= Anweisungen =
1. An welchem Datum erhielt Caroline von Strünkede laut dem Text über die Limburger Lehen die Antwort auf ihre Bewerbung?
2. Führe den Text über die Limburger Lehen im Anschluss an seinen letzten Satz weiter.

= Seitentext =
Die Limburger Lehen der Strünkeder XIII.

Aus Hist. Verein Herne / Wanne-Eickel

Leo Reiners widmete sich in den Jahren 1938/39 in einer Artikelserie den Limburger Lehen der Strünkede.

Herner Anzeiger
Samstag, den 4. März 1939
Nr. 48 (Drittes Blatt)

Die Limburger Lehen der Strünkeder

Übergang auf die Crudenburger Linie der Strünkeder.— Andere Bewerber abgewiesen.— Besitzveränderung der Lehnshöfe - Das Buersche Lehnsgut bleibt unauffindbar.- Ende der Reichsherrschaft Styrum.
XIII. und Schluß[1]

Am 21. Mai 1778 erhalt Caroline von Strünkede die Antwort auf ihre Bewerbung um die Limburger Lehnsstücke. In dieser Antwort wird ihr gesagt, die Lehnsstücke seien feuda mere masculina, reine Mannlehen. Außerdem habe sich der nächste Agnat[2], der Freiherr Sigismund von Strünkede zu Crudenburg, bereits gemeldet und Mutschein sowie Mitteilung über den Belehnungstermin erhalten.

= Extrahierte Angaben =
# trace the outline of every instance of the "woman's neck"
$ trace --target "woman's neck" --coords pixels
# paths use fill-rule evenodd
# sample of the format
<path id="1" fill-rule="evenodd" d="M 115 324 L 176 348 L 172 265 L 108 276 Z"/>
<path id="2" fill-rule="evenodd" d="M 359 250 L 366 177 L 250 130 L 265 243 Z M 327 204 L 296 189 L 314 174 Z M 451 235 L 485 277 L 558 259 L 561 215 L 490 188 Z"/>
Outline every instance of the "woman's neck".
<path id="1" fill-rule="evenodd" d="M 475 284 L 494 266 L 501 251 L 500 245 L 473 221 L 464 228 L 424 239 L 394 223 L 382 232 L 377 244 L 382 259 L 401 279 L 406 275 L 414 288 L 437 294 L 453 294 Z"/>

= Gegebene Antworten =
1. Am 21. Mai 1778.

2.
In der Tat hatte sich Frhr. Sigismund von Strünkede zu Crudenburg in einem Schreiben vom 28. April 1778 an den Lehnsdirektor Kopstadt gewandt, sich als einzigen männlichen Agnaten bezeichnet, unter Beifügung von zwei Reichstalern für Gebühren um den zwischenzeitlichen Mutschein sowie um Mitteilung der Lehnsgebühren und des Belehnungstermins gebeten und durch einen von Pastor Schindler ausgestellten Auszug aus dem Crudenburger Kirchenbuch über seine am 20. Mai 1748 erfolgte Taufe (geboren war er am 7. 5.) und elf Taufpaten sowie durch eine Bescheinigung des Weseler Richters Pagenstecher, daß er ein vollbürtiger Sohn weiland des Freiherrn Sigismund von Strünkede zu Crudenburg sei und sonst keine Söhne von diesem am Leben seien, seine Qualification nachgewiesen.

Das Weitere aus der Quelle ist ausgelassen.